**Exercise**
Word for word, set down the entries below.

==== Raw data

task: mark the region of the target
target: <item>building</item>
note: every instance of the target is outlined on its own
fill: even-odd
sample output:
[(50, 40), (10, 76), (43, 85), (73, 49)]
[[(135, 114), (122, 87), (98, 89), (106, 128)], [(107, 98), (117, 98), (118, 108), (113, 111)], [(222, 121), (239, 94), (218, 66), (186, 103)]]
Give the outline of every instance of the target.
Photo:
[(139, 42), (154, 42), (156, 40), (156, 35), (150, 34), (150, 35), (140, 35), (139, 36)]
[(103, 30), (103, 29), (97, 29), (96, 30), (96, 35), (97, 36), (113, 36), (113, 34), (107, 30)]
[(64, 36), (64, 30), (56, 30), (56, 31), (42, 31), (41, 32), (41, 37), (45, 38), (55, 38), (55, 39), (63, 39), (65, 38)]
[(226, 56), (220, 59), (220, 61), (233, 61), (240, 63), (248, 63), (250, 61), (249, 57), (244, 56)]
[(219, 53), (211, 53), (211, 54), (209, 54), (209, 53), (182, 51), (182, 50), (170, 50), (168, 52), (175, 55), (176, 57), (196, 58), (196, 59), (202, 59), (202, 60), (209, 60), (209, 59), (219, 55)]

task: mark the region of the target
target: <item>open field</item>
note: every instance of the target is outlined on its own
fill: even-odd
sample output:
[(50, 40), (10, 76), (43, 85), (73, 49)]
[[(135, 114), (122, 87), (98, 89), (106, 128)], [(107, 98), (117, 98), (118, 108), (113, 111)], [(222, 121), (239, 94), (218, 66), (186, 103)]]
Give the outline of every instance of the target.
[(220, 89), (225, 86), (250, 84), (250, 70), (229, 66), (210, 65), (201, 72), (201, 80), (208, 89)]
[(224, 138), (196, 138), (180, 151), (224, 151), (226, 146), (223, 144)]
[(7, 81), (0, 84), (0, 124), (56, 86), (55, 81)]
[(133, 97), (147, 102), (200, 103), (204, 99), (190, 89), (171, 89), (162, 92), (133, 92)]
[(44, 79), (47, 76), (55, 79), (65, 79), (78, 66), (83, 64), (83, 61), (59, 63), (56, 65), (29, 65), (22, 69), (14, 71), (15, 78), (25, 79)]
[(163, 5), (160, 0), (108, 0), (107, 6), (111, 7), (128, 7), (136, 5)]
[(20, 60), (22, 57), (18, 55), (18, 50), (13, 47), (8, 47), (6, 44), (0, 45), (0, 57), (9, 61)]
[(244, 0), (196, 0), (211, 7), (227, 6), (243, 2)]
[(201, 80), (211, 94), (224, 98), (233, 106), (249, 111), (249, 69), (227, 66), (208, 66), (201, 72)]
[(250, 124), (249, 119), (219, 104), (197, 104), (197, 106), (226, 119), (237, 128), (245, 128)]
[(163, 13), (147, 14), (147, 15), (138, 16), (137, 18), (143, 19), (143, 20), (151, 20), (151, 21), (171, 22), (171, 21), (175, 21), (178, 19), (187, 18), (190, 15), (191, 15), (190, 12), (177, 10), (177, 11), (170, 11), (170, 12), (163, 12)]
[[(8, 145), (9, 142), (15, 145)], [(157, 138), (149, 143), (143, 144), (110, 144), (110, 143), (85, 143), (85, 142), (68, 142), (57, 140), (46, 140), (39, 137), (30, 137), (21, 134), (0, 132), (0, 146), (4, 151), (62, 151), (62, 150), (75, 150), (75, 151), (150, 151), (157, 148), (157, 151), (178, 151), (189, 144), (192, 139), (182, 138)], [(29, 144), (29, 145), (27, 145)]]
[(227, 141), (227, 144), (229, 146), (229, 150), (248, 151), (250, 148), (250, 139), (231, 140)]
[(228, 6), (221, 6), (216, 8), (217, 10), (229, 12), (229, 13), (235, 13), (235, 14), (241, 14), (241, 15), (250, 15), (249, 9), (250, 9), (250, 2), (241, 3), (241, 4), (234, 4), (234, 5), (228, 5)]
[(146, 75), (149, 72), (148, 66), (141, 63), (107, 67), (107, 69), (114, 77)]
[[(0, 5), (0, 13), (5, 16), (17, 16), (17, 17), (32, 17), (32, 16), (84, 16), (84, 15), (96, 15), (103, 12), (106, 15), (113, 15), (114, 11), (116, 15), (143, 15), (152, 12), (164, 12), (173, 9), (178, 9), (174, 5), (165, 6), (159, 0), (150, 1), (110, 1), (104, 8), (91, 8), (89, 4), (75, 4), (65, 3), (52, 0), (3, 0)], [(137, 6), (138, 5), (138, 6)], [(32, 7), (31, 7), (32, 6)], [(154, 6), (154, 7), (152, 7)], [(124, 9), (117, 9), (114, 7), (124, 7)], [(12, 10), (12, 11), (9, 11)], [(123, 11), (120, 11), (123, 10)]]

========

**Reply**
task: mark the region of the target
target: <item>building</item>
note: every instance of the target is outlined on its own
fill: even-odd
sample output:
[(50, 40), (10, 76), (43, 85), (73, 49)]
[[(135, 114), (122, 87), (98, 89), (106, 128)], [(107, 98), (117, 98), (118, 108), (113, 111)], [(222, 121), (239, 94), (218, 66), (186, 103)]]
Give the outline of every instance of the target.
Photo:
[(139, 42), (154, 42), (156, 40), (156, 35), (150, 34), (150, 35), (140, 35), (139, 36)]
[(103, 30), (103, 29), (97, 29), (96, 30), (96, 35), (97, 36), (113, 36), (113, 34), (107, 30)]
[(64, 36), (64, 30), (56, 30), (56, 31), (42, 31), (41, 32), (41, 37), (45, 38), (55, 38), (55, 39), (63, 39), (65, 38)]
[(226, 56), (220, 59), (220, 61), (233, 61), (240, 63), (248, 63), (250, 61), (249, 57), (244, 56)]
[(219, 53), (211, 53), (211, 54), (209, 54), (209, 53), (182, 51), (182, 50), (170, 50), (168, 52), (175, 55), (176, 57), (196, 58), (196, 59), (202, 59), (202, 60), (209, 60), (209, 59), (219, 55)]

task: mark the region of the target
target: <item>open field</item>
note: every instance of the target is outlined on its own
fill: even-odd
sample output:
[(50, 40), (10, 76), (43, 85), (73, 49)]
[[(135, 114), (122, 87), (98, 89), (106, 128)], [(107, 98), (117, 98), (118, 108), (113, 111)], [(222, 121), (239, 94), (218, 66), (186, 103)]]
Give the outline of every instance of the target.
[(220, 89), (225, 86), (250, 84), (250, 70), (229, 66), (210, 65), (201, 72), (201, 80), (208, 89)]
[(224, 138), (196, 138), (180, 151), (224, 151), (226, 146), (223, 144)]
[(7, 81), (0, 84), (0, 124), (56, 86), (55, 81)]
[(133, 97), (147, 102), (200, 103), (204, 99), (190, 89), (171, 89), (162, 92), (133, 92)]
[(44, 79), (47, 76), (55, 79), (65, 79), (78, 66), (83, 64), (83, 61), (59, 63), (56, 65), (29, 65), (22, 69), (14, 71), (15, 78), (25, 79)]
[(163, 5), (160, 0), (108, 0), (107, 6), (111, 7), (128, 7), (136, 5)]
[(20, 60), (22, 57), (18, 55), (18, 50), (13, 47), (8, 47), (6, 44), (0, 45), (0, 57), (9, 61)]
[(244, 0), (196, 0), (211, 7), (227, 6), (243, 2)]
[(201, 80), (211, 94), (224, 98), (233, 106), (249, 111), (249, 69), (227, 66), (208, 66), (201, 72)]
[(250, 124), (249, 119), (219, 104), (197, 104), (197, 106), (226, 119), (237, 128), (245, 128)]
[(163, 13), (147, 14), (147, 15), (138, 16), (137, 18), (143, 19), (143, 20), (151, 20), (151, 21), (171, 22), (171, 21), (175, 21), (178, 19), (187, 18), (190, 15), (191, 15), (190, 12), (177, 10), (177, 11), (170, 11), (170, 12), (163, 12)]
[[(8, 145), (9, 142), (15, 145)], [(157, 138), (149, 143), (143, 144), (110, 144), (110, 143), (85, 143), (85, 142), (68, 142), (57, 140), (46, 140), (39, 137), (30, 137), (21, 134), (0, 132), (0, 146), (4, 151), (62, 151), (62, 150), (75, 150), (75, 151), (150, 151), (157, 148), (157, 151), (178, 151), (189, 144), (192, 139), (182, 138)], [(29, 144), (29, 145), (27, 145)]]
[(227, 141), (227, 144), (229, 146), (229, 150), (248, 151), (250, 148), (250, 139), (231, 140)]
[(228, 6), (221, 6), (216, 8), (217, 10), (229, 12), (229, 13), (235, 13), (235, 14), (241, 14), (241, 15), (250, 15), (249, 9), (250, 9), (250, 2), (241, 3), (241, 4), (234, 4), (234, 5), (228, 5)]
[(146, 75), (149, 72), (148, 66), (141, 63), (107, 67), (107, 69), (114, 77)]
[[(0, 5), (0, 13), (5, 16), (17, 16), (17, 17), (32, 17), (32, 16), (84, 16), (84, 15), (96, 15), (103, 12), (106, 15), (113, 15), (114, 11), (116, 15), (143, 15), (152, 12), (164, 12), (173, 9), (178, 9), (174, 5), (165, 6), (159, 0), (150, 1), (110, 1), (104, 8), (91, 8), (89, 4), (75, 4), (65, 3), (52, 0), (3, 0)], [(137, 6), (138, 5), (138, 6)], [(32, 7), (31, 7), (32, 6)], [(154, 6), (154, 7), (152, 7)], [(124, 9), (117, 9), (114, 7), (124, 7)], [(12, 10), (12, 11), (9, 11)], [(123, 11), (120, 11), (123, 10)]]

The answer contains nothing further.